**Set task a:** According to the forum post on reaching 60 fps in ICS, which launcher does the poster use?

**Text extract:**
----------------------------------------

# 60 fps in ICS - What I did...



## aggiechase37 (Nov 3, 2011)

I've tinkered and I've tinkered. And I'm getting pretty close to 60fps in ICS. Here's what I've done:

ROM: AOKP M6 (Not sure that this is that big a deal, I'm sure there are better performing ROM's but this one is mine)

Kernel: Peanut Butta Jelly Time (clocked to 1200 mhz and the GPU by default is 384) this kernel is about a lean as they come, but works great out of the box and gets good battery life, definitely give it a whirl)

Custom Brightness
Light Sensor Filter: NOT enabled (too much polling and wasting of CPU cycles)
Light Levels: Use custom: Checked
Allow light to decrease: NOT checked
See the attachment for my custom light levels. They are greatness.

Launcher: Nova (again, not saying this is the best launcher, but it's what I use)

----------------------------------------

**Bounding-box records:**
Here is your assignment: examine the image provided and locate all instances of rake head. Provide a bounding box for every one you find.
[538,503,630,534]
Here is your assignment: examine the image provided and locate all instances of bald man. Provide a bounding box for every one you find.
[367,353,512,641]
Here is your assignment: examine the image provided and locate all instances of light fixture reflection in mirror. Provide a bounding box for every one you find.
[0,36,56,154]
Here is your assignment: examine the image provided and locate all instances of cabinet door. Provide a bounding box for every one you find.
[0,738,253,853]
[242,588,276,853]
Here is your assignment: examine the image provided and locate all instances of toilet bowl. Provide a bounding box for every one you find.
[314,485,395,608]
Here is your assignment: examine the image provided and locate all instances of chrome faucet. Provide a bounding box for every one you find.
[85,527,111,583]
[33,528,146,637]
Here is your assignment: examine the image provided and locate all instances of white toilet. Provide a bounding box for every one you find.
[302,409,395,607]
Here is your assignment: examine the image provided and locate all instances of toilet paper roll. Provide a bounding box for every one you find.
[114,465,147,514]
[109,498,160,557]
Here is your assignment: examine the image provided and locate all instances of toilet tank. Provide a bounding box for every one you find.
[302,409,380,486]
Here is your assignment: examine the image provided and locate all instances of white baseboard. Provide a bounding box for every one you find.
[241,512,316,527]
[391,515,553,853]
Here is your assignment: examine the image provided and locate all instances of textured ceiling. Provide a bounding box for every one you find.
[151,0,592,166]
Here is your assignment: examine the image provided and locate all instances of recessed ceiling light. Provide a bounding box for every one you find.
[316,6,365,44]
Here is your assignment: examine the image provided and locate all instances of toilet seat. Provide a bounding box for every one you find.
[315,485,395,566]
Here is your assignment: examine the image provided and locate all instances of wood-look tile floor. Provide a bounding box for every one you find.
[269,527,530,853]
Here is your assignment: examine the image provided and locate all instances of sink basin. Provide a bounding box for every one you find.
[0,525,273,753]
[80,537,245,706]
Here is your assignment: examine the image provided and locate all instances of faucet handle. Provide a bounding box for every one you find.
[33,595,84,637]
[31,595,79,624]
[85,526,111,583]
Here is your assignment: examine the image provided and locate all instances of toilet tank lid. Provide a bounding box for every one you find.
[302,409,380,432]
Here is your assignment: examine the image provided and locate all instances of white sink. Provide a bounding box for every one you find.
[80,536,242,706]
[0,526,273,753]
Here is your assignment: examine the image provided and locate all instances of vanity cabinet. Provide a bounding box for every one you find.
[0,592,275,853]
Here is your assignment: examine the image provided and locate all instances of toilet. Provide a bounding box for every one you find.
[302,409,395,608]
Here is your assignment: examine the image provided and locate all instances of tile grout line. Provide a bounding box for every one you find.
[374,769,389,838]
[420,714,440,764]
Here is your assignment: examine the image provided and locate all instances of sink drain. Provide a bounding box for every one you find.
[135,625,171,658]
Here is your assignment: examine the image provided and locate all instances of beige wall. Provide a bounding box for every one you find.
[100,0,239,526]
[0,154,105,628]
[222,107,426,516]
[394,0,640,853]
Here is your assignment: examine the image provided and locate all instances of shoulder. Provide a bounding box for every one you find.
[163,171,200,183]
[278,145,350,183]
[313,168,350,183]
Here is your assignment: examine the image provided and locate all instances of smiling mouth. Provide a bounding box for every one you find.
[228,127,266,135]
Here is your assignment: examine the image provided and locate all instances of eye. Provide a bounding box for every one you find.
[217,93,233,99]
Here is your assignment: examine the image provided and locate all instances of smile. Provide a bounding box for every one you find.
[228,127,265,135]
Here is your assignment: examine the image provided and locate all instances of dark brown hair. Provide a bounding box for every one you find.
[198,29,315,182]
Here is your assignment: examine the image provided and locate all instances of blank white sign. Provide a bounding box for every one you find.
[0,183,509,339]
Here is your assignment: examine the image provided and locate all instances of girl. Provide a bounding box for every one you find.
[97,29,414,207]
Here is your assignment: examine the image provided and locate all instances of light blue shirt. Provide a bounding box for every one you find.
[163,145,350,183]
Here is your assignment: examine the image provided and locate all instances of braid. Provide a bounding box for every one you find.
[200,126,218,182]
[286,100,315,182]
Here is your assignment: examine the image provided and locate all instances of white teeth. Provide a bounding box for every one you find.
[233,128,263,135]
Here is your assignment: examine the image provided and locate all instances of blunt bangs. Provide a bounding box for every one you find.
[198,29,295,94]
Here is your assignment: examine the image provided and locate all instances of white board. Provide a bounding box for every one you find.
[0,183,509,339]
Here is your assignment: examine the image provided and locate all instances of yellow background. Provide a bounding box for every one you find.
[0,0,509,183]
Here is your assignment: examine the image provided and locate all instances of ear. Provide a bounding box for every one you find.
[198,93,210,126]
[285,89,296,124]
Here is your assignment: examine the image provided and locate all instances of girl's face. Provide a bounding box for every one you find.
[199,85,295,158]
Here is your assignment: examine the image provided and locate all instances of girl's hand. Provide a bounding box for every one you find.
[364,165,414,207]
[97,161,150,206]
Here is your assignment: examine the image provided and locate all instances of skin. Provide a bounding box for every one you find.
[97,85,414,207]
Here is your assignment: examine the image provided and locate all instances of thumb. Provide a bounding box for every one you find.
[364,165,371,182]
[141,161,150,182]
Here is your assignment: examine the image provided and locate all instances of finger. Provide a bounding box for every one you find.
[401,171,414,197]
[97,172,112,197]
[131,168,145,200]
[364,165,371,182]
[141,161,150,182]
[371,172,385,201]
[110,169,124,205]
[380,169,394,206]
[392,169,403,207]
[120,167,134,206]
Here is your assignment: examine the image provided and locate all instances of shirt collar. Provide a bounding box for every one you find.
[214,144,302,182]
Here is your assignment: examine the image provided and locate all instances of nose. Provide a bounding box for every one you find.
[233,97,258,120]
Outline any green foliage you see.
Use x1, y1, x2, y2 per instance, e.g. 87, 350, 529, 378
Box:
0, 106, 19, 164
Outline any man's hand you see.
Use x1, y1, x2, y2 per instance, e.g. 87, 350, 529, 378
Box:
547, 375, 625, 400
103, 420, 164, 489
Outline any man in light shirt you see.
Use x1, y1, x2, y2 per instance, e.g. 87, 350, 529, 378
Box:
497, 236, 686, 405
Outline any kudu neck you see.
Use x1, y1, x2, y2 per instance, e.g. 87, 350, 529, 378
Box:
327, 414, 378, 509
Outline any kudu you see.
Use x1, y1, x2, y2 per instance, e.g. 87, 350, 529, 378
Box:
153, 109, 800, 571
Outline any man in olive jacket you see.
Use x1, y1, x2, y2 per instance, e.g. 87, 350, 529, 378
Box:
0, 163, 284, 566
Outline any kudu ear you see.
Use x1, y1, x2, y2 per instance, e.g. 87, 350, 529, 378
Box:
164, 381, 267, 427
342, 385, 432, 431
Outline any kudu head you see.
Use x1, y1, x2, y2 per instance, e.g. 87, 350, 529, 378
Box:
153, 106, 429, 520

----------------------------------------

**Set task b:** In the rows, copy out every line from the one containing "instances of blank" up to and including the one containing "[285,89,296,124]".

**Correct response a:** Nova

**Correct response b:**
Here is your assignment: examine the image provided and locate all instances of blank white sign. Provide a bounding box for every one you find.
[0,183,509,339]
Here is your assignment: examine the image provided and locate all instances of girl. Provide a bounding box for every one you find.
[97,29,414,207]
Here is your assignment: examine the image provided and locate all instances of light blue shirt. Provide a bounding box for every one you find.
[163,145,350,183]
Here is your assignment: examine the image provided and locate all instances of braid. Provide a bounding box for every one you find.
[200,126,218,182]
[286,100,315,182]
Here is your assignment: examine the image provided and locate all instances of white teeth. Provide a bounding box for every one you find.
[233,128,263,135]
Here is your assignment: examine the image provided and locate all instances of blunt bangs. Provide a bounding box for every one you find.
[198,29,295,94]
Here is your assignment: examine the image provided and locate all instances of white board. Provide a bounding box for every one you find.
[0,183,509,339]
Here is your assignment: examine the image provided and locate all instances of yellow background. Provide a bounding box for every one you find.
[0,0,509,183]
Here is your assignment: examine the image provided and locate all instances of ear. Provide a bounding box for every one you find.
[198,93,210,126]
[285,89,296,124]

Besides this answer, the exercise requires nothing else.